(Records from a data collection)
** START **

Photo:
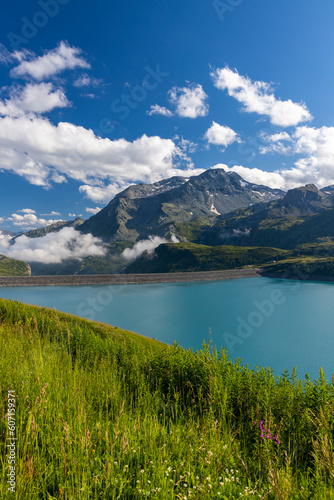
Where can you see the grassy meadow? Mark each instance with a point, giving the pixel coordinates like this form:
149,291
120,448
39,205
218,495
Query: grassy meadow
12,267
102,413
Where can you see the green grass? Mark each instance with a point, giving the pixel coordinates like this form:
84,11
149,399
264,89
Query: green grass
105,413
12,267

** END **

[Requirements]:
Write the listing out a second time exactly, dropping all images.

[Solution]:
Photo:
Where can you see the grassy meadow? Mark each instance with a point, giving the pixel coordinates like this form:
149,291
120,448
39,205
218,495
Query: grassy meadow
12,267
102,413
Where can you see the green grass? Mark each instance with a point, giving the pixel coordinates like this form:
84,11
149,399
264,89
Query: green grass
105,413
12,267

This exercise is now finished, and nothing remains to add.